#### [TASKS FOR THIS EXERCISE]
1. Answer these questions from the piece on Stoicism:
(a) Who wrote the January 31 column in The New Yorker that the piece mentions?
(b) By what percentage did sales of Seneca's "Letters From a Stoic" rise in 2020?
(c) Which four basic tenets of Stoicism does the piece list?
2. Carry on the piece on Stoicism, starting right after its final sentence.

#### [EXTRACT TO READ]
———
#379 Musings Beyond the Bunker (Thursday June 16)
Good morning,
I’ve commented over these past two-plus years about how Sonnenbergs have a strong dose of stoicism in their fundamental makeup. My sister and I were raised to roll with the punches—to accept life for what it delivers—both good and bad. Complaining was not a valued attribute in our family. Dealing with problems as they were presented was what we were taught.
In a January 31 column in The New Yorker, Ivy Knight describes how the comedian Scott Thompson came to adopt Stoicism, when he heard Epictetus, the father of stoicism saying (so he remembers), “We all have to die, but do we have to die bawling?”
Stoicism, founded around 300 BCE, the philosophy of Seneca and Marcus Aurelius, is making a comeback. In 2020, sales of Seneca’s “Letters From a Stoic” were up 350%. Perhaps there is a relationship between an inexplicable pandemic and its relentless march that was difficult to slow (remember, at the time there was no vaccine) and the acceptance of what life deals us.
Notwithstanding a rise in its study, Stoicism often has been given a bad name. People associate stoicism with an almost numb indifference to trauma—a complete lack of feeling or emotion. Actually, the opposite is true. Stoics often harbor deep emotions but have learned to direct it away from unproductive behaviors, accept the inevitability of certain situations, and funnel feelings toward more productive pursuits.
The four basic tenets of Stoicism are:
Prudence
Justice
Fortitude
Temperance
Another way of saying this might be, “suck it up, deal with it, try to be fair, and pursue all things in moderation.”
———
#### [THE DATA]

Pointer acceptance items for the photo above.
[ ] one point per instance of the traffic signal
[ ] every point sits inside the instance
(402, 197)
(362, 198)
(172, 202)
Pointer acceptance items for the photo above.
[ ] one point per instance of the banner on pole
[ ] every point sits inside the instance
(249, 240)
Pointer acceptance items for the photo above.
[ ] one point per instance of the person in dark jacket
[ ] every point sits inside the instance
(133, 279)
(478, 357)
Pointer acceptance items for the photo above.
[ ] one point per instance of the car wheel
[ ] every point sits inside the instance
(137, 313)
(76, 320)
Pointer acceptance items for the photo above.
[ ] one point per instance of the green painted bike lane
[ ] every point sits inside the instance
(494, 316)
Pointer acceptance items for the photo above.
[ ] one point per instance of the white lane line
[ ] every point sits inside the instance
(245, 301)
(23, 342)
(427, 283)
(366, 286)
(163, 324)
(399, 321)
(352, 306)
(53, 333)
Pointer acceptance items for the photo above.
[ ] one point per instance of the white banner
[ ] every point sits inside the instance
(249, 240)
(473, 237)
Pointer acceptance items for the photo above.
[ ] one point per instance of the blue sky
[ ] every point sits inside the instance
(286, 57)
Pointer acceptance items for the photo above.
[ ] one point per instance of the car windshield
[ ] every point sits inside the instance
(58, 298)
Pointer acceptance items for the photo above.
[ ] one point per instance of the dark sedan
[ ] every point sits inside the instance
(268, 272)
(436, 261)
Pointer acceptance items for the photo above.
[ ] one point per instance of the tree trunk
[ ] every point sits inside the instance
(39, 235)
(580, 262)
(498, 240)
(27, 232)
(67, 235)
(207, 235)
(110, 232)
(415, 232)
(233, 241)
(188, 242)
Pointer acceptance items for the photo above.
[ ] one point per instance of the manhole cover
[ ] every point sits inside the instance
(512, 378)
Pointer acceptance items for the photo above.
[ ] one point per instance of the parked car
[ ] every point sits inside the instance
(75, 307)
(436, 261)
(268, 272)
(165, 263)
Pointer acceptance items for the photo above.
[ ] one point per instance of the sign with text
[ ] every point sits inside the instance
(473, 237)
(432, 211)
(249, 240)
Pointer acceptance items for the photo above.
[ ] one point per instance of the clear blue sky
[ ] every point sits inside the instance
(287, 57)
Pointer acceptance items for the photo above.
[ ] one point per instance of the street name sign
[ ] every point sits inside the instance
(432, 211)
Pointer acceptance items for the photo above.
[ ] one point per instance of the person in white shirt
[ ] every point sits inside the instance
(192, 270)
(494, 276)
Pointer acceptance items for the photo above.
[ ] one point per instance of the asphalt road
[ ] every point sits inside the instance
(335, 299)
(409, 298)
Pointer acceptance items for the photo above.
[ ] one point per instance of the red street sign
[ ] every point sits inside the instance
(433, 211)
———
#### [ANSWERS BY ITEM]
1.
(a) Ivy Knight
(b) 350%
(c) Prudence, Justice, Fortitude and Temperance

2.
Epictetus basically say there are things in our control and things not in our control:
“That alone is in our power, which is our own work; and in this class are our opinions, impulses, desires, and aversions. On the contrary, what is not in our power, are our bodies, possessions, glory, and power. Any delusion on this point leads to the greatest errors, misfortunes, and troubles, and to the slavery of the soul. We have no power over external things, and the good that ought to be the object of our earnest pursuit, is to be found only within ourselves.”
Thompson summarizes his view of Stoicism thus: “Epictetus would say you don’t own anything, not your home, not your clothes, not even the people you love. It’s all temporary. The only road to true happiness is owning what you say.”
Take what life gives you. Deal with it fairly, calmly, with strength and thoughtfulness. Don’t complain. Play the long game. Do your best.
But most important of all, live a life of virtue. Stoicism ain’t so bad.
NONPROFITS—HOW TO START THE CONVERSATION
We live in times when people are apt to say almost anything that comes into their heads without considering the effect on others and when people hear in the words of others more than what was intended. We seem unwilling to consider the feelings others may have when we speak. At the same time, people often overreact to what was said because they don’t give the speaker the benefit of the doubt. I have seen some of this in sitting on nonprofit boards. One CEO came up with a list of introductory comments that she uses at the beginning of each meeting. I’ve heard similar admonitions in other contexts. I combined these into a single list that I like a lot. Appreciation to Meghan Pressman for a number of these:
Assume that all people in this meeting are of good faith and their comments come from a good place.
Show respect to all fellow board members., including respect for their time, the agenda, and their opinions.
Ask clarifying questions if something is not clear to you.
Listen carefully. Agree to disagree, but do not disengage.
Allow for discomfort.
Move through conversations with compassion and curiosity.
Recognize the difference between intent and impact.
Be mindful of power dynamics.
Be present. Take care of yourself.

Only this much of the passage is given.